:: Source ::

Derivation of the self-adjoint method for solving neural ODE

derivativesintegrationordinary differential equationspartial derivative

Let $z\in R^N$ be the vector in the ODE: $\frac{d z}{d t}=f(z,\theta,t)$. $\theta$ is the parameter for the neural network and $L:R^n\rightarrow R$ is the loss function. More details for the problem setup can be found here: https://random-walks.org/content/misc/node/node.html.

In the self-adjoint method, the adjoint is defined as $a(t)=\frac{\partial L}{\partial z(t)}$. And then, we have a very important result that is the foundation of the adjoint method $\frac{d a}{d t} = – \frac{\partial f}{\partial z}a$. I do not know how this is derived.

:::
:: Source material ::

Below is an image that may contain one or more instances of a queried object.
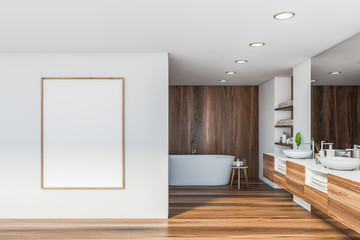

:::

Parts of the exercise:
[A] In the neural ODE post, write out the part that opens with the words containing "Let $z\in R^N$" and closes with "this is derived.", substituting "cost function" for "loss function".
[B] According to the neural ODE post, what does $\theta$ stand for?
[C] Do these statements agree with the neural ODE post? For each, answer yes or no and quote the words that decide it.
(i) The loss maps vectors in $R^n$ to real numbers.
(ii) The writer explains how the equation for $\frac{d a}{d t}$ is obtained.
(iii) The vector $z$ lies in $R^N$.
You won't need any of the data.

The solutions:
[A]
Let $z\in R^N$ be the vector in the ODE: $\frac{d z}{d t}=f(z,\theta,t)$. $\theta$ is the parameter for the neural network and $L:R^n\rightarrow R$ is the cost function. More details for the problem setup can be found here: https://random-walks.org/content/misc/node/node.html.

In the self-adjoint method, the adjoint is defined as $a(t)=\frac{\partial L}{\partial z(t)}$. And then, we have a very important result that is the foundation of the adjoint method $\frac{d a}{d t} = – \frac{\partial f}{\partial z}a$. I do not know how this is derived.

[B] The parameter for the neural network.

[C]
(i) Yes: "$L:R^n\rightarrow R$ is the loss function"
(ii) No: "I do not know how this is derived."
(iii) Yes: "Let $z\in R^N$ be the vector in the ODE"